**JOB 1:**
In the article on the EAGLE Act below, name every partner the fourth provision calls on ASEAN to unite with.
======== DOCUMENT TEXT ========
Author: Karl Chee Leong Lee, Anbound Malaysia

Two months after its introduction to the US House of Representatives’ Foreign Affairs Committee, the ‘Ensuring American Global Leadership and Engagement (EAGLE) Act’ has passed the mark for it to be introduced in the House for a vote at a later stage. Southeast Asia should sit up and take note.

Despite failing to secure bipartisan compromise for this bill, both Democrats and Republicans agreed that Washington has to deal with China from the position of strength. This is true whether through the Democrats’ restrained approach or the Republicans’ hard-line slant on Indo-Pacific security, human rights and global governance.

The inclusion of ASEAN within Section 205 of the proposed Act speaks to the importance of Southeast Asia to the Foreign Affairs Committee. Altogether, there are 17 provisions within the Statement of Policy on Cooperation with ASEAN, with most of them pointing to the reaffirmation of Washington’s support for ASEAN. Still, two specific provisions warrant particular attention from ASEAN in its future engagement with the United States.

The fourth provision hints at the Foreign Affairs Committee’s desire to see ASEAN foster integration with like-minded powers that are aligned with Washington, either as security allies or partners. It calls for ASEAN to unite with Japan, South Korea, Australia, India and the European Union in the three domains of cooperation — namely, political, economic and security. As China is the most important trade partner for ASEAN and the foremost rival for the United States and its allies, it is clear the provision is made with thoughts of containing Beijing in mind.
======== DATA PROVIDED ========
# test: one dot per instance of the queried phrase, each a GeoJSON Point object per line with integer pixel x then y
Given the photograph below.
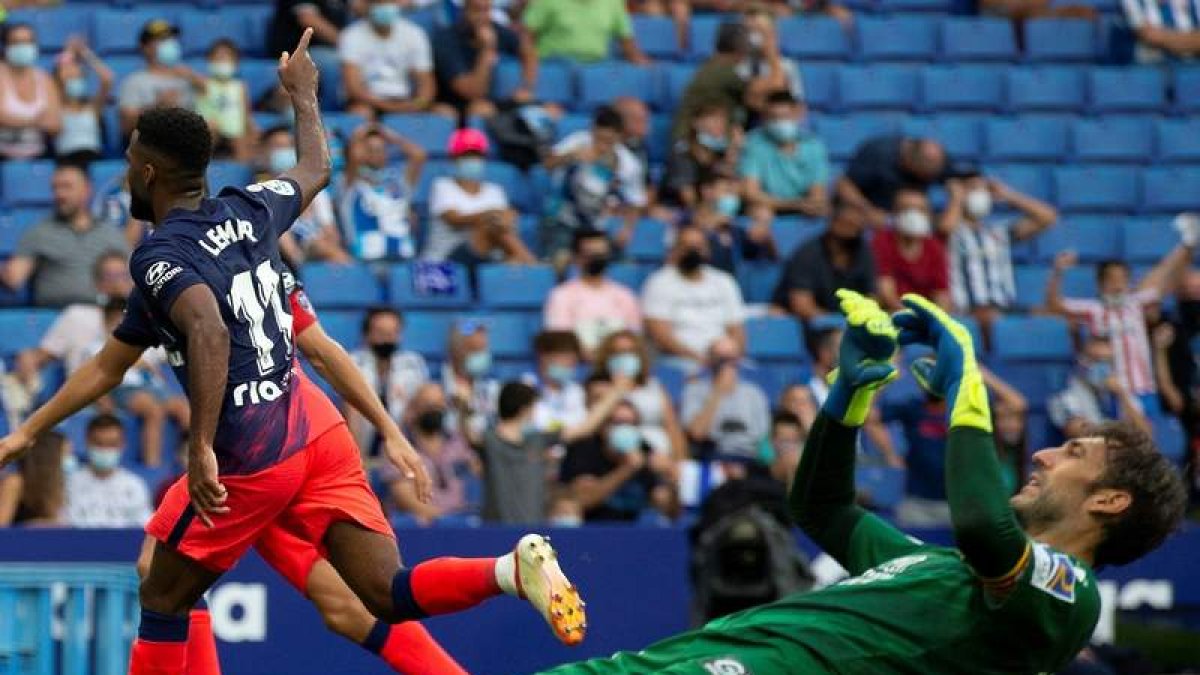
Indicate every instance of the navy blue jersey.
{"type": "Point", "coordinates": [231, 244]}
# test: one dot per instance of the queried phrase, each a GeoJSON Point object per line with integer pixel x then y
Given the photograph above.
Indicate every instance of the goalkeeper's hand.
{"type": "Point", "coordinates": [954, 375]}
{"type": "Point", "coordinates": [863, 359]}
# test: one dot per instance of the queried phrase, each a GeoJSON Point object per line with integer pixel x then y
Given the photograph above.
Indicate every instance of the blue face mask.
{"type": "Point", "coordinates": [168, 52]}
{"type": "Point", "coordinates": [630, 365]}
{"type": "Point", "coordinates": [105, 459]}
{"type": "Point", "coordinates": [729, 204]}
{"type": "Point", "coordinates": [22, 55]}
{"type": "Point", "coordinates": [76, 88]}
{"type": "Point", "coordinates": [624, 437]}
{"type": "Point", "coordinates": [282, 159]}
{"type": "Point", "coordinates": [471, 168]}
{"type": "Point", "coordinates": [477, 364]}
{"type": "Point", "coordinates": [384, 15]}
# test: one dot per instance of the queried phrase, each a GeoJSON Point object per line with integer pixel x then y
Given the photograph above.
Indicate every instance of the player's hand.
{"type": "Point", "coordinates": [203, 484]}
{"type": "Point", "coordinates": [298, 72]}
{"type": "Point", "coordinates": [13, 447]}
{"type": "Point", "coordinates": [402, 455]}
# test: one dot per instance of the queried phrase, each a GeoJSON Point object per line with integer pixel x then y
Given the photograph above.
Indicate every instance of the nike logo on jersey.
{"type": "Point", "coordinates": [227, 234]}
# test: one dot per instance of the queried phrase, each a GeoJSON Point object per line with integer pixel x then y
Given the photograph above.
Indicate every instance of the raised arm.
{"type": "Point", "coordinates": [985, 529]}
{"type": "Point", "coordinates": [299, 75]}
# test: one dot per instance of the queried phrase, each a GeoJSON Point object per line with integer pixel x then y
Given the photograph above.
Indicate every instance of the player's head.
{"type": "Point", "coordinates": [168, 154]}
{"type": "Point", "coordinates": [1113, 278]}
{"type": "Point", "coordinates": [1110, 487]}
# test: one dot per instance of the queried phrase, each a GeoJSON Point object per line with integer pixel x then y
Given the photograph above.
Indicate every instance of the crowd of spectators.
{"type": "Point", "coordinates": [639, 401]}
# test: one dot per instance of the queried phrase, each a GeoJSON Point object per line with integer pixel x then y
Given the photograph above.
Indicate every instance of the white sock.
{"type": "Point", "coordinates": [507, 573]}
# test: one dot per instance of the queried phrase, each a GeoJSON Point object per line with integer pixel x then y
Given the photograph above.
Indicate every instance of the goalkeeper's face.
{"type": "Point", "coordinates": [1062, 483]}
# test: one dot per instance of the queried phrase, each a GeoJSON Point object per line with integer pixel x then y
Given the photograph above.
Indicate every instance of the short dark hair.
{"type": "Point", "coordinates": [515, 398]}
{"type": "Point", "coordinates": [606, 117]}
{"type": "Point", "coordinates": [381, 310]}
{"type": "Point", "coordinates": [102, 422]}
{"type": "Point", "coordinates": [1158, 497]}
{"type": "Point", "coordinates": [179, 135]}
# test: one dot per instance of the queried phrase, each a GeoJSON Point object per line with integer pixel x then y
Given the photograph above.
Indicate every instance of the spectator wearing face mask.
{"type": "Point", "coordinates": [909, 257]}
{"type": "Point", "coordinates": [1095, 394]}
{"type": "Point", "coordinates": [1120, 312]}
{"type": "Point", "coordinates": [391, 372]}
{"type": "Point", "coordinates": [165, 82]}
{"type": "Point", "coordinates": [885, 165]}
{"type": "Point", "coordinates": [981, 256]}
{"type": "Point", "coordinates": [516, 454]}
{"type": "Point", "coordinates": [377, 198]}
{"type": "Point", "coordinates": [102, 494]}
{"type": "Point", "coordinates": [30, 107]}
{"type": "Point", "coordinates": [721, 410]}
{"type": "Point", "coordinates": [447, 457]}
{"type": "Point", "coordinates": [785, 167]}
{"type": "Point", "coordinates": [387, 63]}
{"type": "Point", "coordinates": [79, 139]}
{"type": "Point", "coordinates": [838, 258]}
{"type": "Point", "coordinates": [592, 305]}
{"type": "Point", "coordinates": [689, 305]}
{"type": "Point", "coordinates": [473, 221]}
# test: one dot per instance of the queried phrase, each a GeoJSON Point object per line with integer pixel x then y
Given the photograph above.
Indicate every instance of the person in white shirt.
{"type": "Point", "coordinates": [387, 63]}
{"type": "Point", "coordinates": [102, 494]}
{"type": "Point", "coordinates": [688, 305]}
{"type": "Point", "coordinates": [473, 221]}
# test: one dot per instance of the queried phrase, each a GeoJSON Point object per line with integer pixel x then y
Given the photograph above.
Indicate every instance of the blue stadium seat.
{"type": "Point", "coordinates": [1060, 40]}
{"type": "Point", "coordinates": [657, 36]}
{"type": "Point", "coordinates": [1093, 238]}
{"type": "Point", "coordinates": [1026, 138]}
{"type": "Point", "coordinates": [341, 286]}
{"type": "Point", "coordinates": [882, 87]}
{"type": "Point", "coordinates": [600, 83]}
{"type": "Point", "coordinates": [1179, 141]}
{"type": "Point", "coordinates": [1113, 139]}
{"type": "Point", "coordinates": [27, 183]}
{"type": "Point", "coordinates": [556, 81]}
{"type": "Point", "coordinates": [427, 130]}
{"type": "Point", "coordinates": [1127, 89]}
{"type": "Point", "coordinates": [813, 39]}
{"type": "Point", "coordinates": [961, 135]}
{"type": "Point", "coordinates": [977, 39]}
{"type": "Point", "coordinates": [1096, 189]}
{"type": "Point", "coordinates": [515, 287]}
{"type": "Point", "coordinates": [23, 328]}
{"type": "Point", "coordinates": [1171, 189]}
{"type": "Point", "coordinates": [1030, 339]}
{"type": "Point", "coordinates": [1047, 88]}
{"type": "Point", "coordinates": [963, 88]}
{"type": "Point", "coordinates": [1145, 240]}
{"type": "Point", "coordinates": [775, 338]}
{"type": "Point", "coordinates": [443, 286]}
{"type": "Point", "coordinates": [897, 39]}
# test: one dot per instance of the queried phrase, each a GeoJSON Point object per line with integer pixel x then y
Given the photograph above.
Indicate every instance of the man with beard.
{"type": "Point", "coordinates": [1017, 593]}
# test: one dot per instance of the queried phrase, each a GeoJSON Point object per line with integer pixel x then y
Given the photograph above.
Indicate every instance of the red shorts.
{"type": "Point", "coordinates": [303, 495]}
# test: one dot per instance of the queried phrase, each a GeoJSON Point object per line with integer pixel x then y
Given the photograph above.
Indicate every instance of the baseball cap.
{"type": "Point", "coordinates": [467, 141]}
{"type": "Point", "coordinates": [157, 29]}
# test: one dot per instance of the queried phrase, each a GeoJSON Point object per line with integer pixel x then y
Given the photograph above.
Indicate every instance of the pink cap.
{"type": "Point", "coordinates": [468, 141]}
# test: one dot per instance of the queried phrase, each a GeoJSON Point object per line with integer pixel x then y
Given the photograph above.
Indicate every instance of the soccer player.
{"type": "Point", "coordinates": [1017, 595]}
{"type": "Point", "coordinates": [267, 448]}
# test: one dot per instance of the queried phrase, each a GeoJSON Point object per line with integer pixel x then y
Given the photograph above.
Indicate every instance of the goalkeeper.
{"type": "Point", "coordinates": [1015, 595]}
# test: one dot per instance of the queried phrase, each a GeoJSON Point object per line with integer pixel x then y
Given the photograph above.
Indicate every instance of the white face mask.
{"type": "Point", "coordinates": [913, 222]}
{"type": "Point", "coordinates": [978, 203]}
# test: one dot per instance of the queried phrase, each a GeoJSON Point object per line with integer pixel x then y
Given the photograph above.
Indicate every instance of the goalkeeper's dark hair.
{"type": "Point", "coordinates": [1158, 497]}
{"type": "Point", "coordinates": [180, 136]}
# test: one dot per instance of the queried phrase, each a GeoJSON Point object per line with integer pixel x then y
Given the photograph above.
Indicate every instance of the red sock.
{"type": "Point", "coordinates": [412, 650]}
{"type": "Point", "coordinates": [157, 658]}
{"type": "Point", "coordinates": [451, 584]}
{"type": "Point", "coordinates": [202, 646]}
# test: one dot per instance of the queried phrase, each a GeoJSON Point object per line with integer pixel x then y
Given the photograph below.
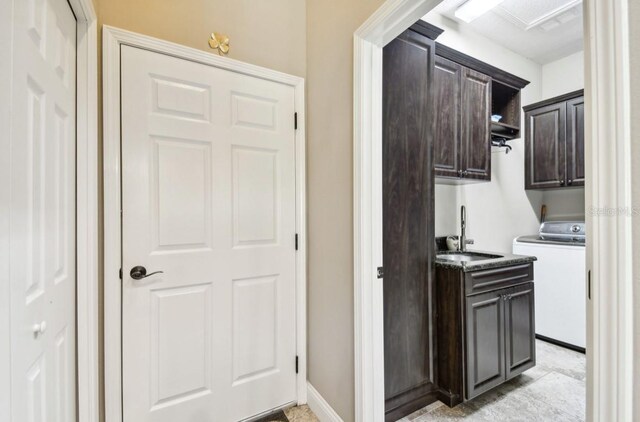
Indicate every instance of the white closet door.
{"type": "Point", "coordinates": [208, 182]}
{"type": "Point", "coordinates": [42, 212]}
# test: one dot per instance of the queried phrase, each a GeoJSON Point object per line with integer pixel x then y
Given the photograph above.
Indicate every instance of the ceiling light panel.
{"type": "Point", "coordinates": [473, 9]}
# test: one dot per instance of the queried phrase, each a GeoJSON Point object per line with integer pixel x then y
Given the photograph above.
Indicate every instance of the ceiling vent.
{"type": "Point", "coordinates": [545, 15]}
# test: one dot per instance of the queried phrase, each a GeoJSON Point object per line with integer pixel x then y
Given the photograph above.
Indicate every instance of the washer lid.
{"type": "Point", "coordinates": [563, 231]}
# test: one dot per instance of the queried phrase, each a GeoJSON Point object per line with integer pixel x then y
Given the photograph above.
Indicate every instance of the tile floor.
{"type": "Point", "coordinates": [301, 414]}
{"type": "Point", "coordinates": [554, 390]}
{"type": "Point", "coordinates": [292, 414]}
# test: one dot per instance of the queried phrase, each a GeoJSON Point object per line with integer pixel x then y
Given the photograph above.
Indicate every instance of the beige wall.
{"type": "Point", "coordinates": [330, 27]}
{"type": "Point", "coordinates": [267, 33]}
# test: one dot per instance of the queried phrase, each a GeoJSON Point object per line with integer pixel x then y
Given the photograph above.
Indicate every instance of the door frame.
{"type": "Point", "coordinates": [87, 328]}
{"type": "Point", "coordinates": [112, 40]}
{"type": "Point", "coordinates": [608, 165]}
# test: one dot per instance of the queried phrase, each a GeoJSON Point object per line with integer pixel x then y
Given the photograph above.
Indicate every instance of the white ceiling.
{"type": "Point", "coordinates": [541, 30]}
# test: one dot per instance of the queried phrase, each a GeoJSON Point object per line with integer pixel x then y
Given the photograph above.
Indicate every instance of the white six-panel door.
{"type": "Point", "coordinates": [42, 212]}
{"type": "Point", "coordinates": [208, 194]}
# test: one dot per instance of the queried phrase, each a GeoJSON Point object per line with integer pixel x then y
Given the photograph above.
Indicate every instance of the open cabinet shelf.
{"type": "Point", "coordinates": [505, 101]}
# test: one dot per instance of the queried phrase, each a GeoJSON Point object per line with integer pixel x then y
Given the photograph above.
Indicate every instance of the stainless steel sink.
{"type": "Point", "coordinates": [466, 256]}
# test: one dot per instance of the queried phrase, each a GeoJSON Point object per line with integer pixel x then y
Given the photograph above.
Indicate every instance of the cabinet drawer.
{"type": "Point", "coordinates": [497, 278]}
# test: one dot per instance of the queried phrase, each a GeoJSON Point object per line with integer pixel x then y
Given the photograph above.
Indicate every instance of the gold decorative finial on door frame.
{"type": "Point", "coordinates": [219, 42]}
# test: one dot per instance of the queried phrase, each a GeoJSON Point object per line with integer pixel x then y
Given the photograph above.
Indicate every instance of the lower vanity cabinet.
{"type": "Point", "coordinates": [485, 325]}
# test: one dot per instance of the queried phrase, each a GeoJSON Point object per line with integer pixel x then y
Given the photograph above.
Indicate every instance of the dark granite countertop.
{"type": "Point", "coordinates": [505, 260]}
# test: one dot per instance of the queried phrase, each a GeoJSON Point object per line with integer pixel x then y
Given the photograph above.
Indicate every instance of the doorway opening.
{"type": "Point", "coordinates": [605, 38]}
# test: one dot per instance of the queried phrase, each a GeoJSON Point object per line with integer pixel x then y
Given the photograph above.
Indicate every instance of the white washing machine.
{"type": "Point", "coordinates": [560, 281]}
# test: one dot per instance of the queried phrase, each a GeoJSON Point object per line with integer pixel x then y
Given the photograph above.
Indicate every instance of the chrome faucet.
{"type": "Point", "coordinates": [463, 241]}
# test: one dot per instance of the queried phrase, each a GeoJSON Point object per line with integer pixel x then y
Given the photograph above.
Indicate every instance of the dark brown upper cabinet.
{"type": "Point", "coordinates": [476, 128]}
{"type": "Point", "coordinates": [448, 92]}
{"type": "Point", "coordinates": [467, 92]}
{"type": "Point", "coordinates": [575, 141]}
{"type": "Point", "coordinates": [554, 142]}
{"type": "Point", "coordinates": [462, 146]}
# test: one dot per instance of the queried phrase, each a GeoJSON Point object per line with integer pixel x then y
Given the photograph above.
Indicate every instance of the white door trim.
{"type": "Point", "coordinates": [610, 350]}
{"type": "Point", "coordinates": [87, 237]}
{"type": "Point", "coordinates": [610, 312]}
{"type": "Point", "coordinates": [86, 212]}
{"type": "Point", "coordinates": [112, 40]}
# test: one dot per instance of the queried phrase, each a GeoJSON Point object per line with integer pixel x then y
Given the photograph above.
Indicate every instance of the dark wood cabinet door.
{"type": "Point", "coordinates": [447, 82]}
{"type": "Point", "coordinates": [408, 223]}
{"type": "Point", "coordinates": [520, 329]}
{"type": "Point", "coordinates": [545, 147]}
{"type": "Point", "coordinates": [476, 125]}
{"type": "Point", "coordinates": [575, 142]}
{"type": "Point", "coordinates": [485, 342]}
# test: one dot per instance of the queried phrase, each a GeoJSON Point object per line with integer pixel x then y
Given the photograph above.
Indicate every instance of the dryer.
========
**JOB 2:**
Collect each line of the listing above that contains the word "white".

**REPLY 1:**
Japan, South Korea, Australia, India and the European Union.

**REPLY 2:**
Indicate every instance of the white sock.
Indicate every instance of the person in white shirt.
Indicate every instance of the white face mask.
Indicate every instance of the white closet door.
Indicate every instance of the white ceiling.
Indicate every instance of the white six-panel door.
Indicate every instance of the white washing machine.
Indicate every instance of the white door trim.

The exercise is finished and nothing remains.